## Assignment:
How many lines in the records below contain the word "pink"? State only that number.

## Data for this exercise:
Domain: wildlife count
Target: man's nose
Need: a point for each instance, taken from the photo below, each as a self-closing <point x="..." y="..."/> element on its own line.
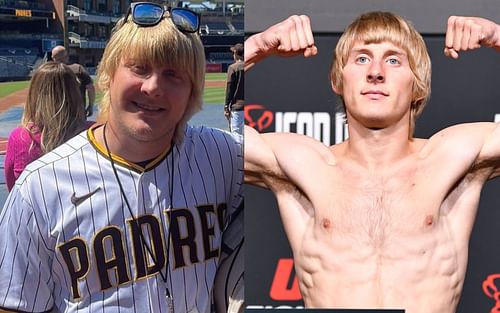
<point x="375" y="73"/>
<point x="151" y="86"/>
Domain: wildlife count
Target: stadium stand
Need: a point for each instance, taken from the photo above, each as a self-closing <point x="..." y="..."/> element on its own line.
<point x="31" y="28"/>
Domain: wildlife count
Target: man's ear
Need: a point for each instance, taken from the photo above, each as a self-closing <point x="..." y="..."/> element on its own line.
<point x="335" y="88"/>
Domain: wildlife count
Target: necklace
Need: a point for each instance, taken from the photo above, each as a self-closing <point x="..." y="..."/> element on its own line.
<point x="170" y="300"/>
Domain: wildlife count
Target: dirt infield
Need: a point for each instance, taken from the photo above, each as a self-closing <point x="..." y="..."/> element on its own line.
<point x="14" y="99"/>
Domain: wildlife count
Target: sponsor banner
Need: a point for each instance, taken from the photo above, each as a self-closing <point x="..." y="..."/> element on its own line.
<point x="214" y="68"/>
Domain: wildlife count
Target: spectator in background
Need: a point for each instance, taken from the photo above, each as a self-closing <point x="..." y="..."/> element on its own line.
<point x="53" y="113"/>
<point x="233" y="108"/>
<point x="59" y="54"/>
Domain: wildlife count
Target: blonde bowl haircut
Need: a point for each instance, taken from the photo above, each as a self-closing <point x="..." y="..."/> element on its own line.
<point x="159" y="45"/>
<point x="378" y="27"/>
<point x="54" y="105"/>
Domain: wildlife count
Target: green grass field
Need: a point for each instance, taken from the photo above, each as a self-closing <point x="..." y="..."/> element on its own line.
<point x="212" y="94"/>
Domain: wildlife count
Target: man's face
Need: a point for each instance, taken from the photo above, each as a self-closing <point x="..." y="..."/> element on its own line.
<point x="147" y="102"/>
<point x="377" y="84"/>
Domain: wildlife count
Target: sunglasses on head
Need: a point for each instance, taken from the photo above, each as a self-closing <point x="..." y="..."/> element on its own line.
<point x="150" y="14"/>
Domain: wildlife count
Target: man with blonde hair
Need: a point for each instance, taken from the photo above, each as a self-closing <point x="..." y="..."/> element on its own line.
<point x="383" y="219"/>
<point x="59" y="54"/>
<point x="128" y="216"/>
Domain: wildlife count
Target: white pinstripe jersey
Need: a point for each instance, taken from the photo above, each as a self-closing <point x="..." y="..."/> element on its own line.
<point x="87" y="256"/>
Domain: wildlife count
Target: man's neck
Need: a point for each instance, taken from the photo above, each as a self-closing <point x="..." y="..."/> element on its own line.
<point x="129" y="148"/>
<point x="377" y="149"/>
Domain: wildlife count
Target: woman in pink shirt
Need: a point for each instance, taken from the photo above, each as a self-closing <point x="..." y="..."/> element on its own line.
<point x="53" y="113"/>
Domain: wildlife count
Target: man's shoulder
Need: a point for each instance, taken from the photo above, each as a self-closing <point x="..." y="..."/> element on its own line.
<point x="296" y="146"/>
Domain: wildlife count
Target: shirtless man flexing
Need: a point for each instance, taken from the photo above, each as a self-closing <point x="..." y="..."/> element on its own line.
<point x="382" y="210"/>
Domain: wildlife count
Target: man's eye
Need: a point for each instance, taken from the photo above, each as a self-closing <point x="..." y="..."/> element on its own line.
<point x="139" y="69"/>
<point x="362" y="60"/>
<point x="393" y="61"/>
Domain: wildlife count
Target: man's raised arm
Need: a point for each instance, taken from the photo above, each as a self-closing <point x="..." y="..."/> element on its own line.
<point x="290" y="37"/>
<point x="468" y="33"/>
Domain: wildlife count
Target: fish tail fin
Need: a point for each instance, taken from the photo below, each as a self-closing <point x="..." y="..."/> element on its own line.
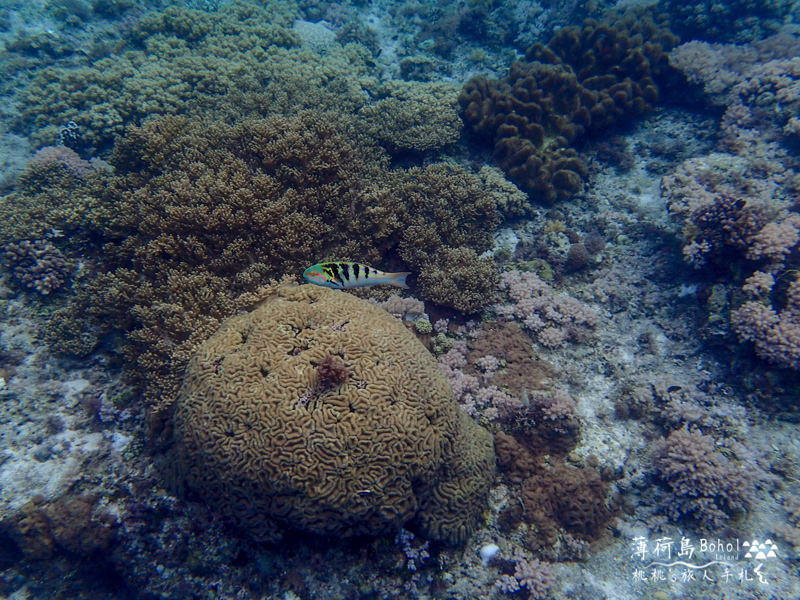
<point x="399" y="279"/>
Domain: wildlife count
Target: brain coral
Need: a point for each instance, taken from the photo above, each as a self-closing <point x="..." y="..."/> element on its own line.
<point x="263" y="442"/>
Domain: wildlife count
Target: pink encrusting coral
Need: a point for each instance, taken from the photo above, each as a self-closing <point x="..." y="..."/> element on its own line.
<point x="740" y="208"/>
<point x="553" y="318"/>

## Answer space:
2